*Contour labeling entries:*
_____
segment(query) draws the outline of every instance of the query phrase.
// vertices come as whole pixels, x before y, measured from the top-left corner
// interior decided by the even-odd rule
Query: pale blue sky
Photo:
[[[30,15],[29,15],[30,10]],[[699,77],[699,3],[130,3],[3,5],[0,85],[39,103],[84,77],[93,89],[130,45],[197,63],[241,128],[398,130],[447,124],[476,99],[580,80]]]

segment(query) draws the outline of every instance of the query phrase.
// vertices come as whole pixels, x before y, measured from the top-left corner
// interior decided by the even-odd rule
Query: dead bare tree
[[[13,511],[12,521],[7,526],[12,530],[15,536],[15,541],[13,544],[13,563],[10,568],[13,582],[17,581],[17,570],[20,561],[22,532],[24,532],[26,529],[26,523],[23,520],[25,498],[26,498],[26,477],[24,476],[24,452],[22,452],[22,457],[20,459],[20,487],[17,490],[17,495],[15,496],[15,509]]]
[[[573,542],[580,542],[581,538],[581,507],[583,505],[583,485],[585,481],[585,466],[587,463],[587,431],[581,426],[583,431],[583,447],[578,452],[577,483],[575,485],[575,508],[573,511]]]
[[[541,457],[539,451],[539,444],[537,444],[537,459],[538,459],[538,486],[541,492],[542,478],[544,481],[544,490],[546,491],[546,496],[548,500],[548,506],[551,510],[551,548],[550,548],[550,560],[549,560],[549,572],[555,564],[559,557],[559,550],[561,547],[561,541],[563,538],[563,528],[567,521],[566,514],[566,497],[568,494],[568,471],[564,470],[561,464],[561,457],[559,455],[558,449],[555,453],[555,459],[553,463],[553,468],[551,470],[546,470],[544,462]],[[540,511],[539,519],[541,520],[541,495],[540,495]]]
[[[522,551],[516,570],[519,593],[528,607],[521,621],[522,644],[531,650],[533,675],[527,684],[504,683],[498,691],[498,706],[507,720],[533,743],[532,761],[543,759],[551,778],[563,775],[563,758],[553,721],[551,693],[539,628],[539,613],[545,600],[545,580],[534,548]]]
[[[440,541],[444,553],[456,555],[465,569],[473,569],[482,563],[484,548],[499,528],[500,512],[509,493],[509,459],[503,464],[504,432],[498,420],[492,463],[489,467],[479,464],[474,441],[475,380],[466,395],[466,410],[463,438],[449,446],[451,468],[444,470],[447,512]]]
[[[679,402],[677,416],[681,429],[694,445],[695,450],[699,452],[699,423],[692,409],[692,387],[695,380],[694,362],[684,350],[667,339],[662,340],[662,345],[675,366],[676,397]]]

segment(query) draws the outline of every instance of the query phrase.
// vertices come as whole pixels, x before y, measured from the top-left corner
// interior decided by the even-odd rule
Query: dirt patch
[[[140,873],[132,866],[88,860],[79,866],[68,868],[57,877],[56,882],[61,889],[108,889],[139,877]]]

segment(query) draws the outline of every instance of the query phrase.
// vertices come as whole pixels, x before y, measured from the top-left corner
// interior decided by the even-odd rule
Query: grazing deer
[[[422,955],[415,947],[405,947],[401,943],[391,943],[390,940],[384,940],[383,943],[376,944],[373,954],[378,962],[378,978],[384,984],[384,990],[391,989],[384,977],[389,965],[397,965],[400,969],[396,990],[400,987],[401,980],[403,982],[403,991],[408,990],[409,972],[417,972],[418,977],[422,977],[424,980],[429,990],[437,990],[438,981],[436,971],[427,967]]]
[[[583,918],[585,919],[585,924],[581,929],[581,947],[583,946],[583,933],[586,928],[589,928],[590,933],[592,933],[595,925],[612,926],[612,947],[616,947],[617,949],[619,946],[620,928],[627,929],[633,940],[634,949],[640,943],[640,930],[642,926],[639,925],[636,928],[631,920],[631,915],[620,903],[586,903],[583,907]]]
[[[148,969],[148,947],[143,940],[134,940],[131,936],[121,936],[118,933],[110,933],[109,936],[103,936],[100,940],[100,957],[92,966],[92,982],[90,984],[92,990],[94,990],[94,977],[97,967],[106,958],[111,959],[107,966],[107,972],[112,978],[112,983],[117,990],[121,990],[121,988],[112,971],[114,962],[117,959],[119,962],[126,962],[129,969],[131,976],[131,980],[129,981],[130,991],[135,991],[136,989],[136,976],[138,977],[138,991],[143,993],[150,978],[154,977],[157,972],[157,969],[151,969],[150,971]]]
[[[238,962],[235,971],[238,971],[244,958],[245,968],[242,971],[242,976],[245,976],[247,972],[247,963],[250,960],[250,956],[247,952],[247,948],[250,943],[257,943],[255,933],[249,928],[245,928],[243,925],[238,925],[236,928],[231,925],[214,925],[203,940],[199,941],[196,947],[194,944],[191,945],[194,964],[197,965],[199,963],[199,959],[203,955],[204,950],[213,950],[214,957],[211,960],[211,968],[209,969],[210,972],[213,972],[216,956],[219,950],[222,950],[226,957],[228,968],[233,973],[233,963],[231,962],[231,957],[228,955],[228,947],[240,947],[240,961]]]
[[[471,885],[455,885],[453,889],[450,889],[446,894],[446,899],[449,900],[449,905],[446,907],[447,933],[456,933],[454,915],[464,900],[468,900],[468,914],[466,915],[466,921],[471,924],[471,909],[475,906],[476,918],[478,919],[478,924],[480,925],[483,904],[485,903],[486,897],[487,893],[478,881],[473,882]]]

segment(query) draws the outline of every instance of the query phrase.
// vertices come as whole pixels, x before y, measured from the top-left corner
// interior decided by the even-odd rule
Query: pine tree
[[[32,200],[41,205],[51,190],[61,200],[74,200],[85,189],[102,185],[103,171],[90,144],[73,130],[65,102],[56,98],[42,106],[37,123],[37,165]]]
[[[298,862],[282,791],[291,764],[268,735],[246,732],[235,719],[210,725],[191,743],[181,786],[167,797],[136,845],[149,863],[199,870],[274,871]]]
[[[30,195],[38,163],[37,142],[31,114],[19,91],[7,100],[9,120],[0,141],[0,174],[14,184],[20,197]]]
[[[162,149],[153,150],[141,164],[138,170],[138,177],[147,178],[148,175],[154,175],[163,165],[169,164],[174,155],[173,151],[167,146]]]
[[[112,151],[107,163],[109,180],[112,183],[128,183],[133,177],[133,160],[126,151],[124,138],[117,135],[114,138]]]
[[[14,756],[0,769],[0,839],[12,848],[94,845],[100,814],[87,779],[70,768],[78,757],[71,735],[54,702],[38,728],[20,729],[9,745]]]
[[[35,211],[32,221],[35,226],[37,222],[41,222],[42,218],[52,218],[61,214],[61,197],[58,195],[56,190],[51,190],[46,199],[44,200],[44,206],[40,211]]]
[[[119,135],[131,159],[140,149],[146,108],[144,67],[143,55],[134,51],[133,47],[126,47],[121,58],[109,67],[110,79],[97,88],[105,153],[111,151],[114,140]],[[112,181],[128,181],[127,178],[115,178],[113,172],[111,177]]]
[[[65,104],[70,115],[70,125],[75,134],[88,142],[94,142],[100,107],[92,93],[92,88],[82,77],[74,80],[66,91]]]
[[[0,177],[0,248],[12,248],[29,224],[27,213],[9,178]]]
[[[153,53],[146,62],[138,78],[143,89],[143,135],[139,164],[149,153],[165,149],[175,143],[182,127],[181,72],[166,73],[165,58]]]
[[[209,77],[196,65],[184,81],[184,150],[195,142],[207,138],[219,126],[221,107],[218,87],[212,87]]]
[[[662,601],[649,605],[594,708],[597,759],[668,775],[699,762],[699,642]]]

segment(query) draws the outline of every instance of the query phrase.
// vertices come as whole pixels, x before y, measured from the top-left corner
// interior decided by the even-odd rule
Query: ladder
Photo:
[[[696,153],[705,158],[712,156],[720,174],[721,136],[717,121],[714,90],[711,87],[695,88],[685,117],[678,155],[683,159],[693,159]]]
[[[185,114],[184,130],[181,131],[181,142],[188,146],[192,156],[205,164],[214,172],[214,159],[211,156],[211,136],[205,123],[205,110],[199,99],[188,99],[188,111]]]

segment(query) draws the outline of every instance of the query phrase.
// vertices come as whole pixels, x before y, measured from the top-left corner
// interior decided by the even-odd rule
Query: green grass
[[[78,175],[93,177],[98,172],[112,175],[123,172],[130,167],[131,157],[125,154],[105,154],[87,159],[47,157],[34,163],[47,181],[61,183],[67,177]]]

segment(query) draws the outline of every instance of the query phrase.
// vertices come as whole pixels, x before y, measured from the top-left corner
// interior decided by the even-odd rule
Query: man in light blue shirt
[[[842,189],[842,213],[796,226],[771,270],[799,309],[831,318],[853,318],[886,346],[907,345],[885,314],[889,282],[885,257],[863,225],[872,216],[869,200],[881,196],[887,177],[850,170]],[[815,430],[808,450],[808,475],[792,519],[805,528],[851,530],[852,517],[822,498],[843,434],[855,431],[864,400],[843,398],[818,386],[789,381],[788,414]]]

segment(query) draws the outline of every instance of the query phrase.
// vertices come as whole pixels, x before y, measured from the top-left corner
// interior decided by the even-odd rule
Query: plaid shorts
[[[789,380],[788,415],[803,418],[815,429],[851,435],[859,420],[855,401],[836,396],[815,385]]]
_____
*INSTRUCTION:* Tally the lines of the material that contain the string "tree" and give only that count.

*OUTPUT FOR THIS EXERCISE:* 2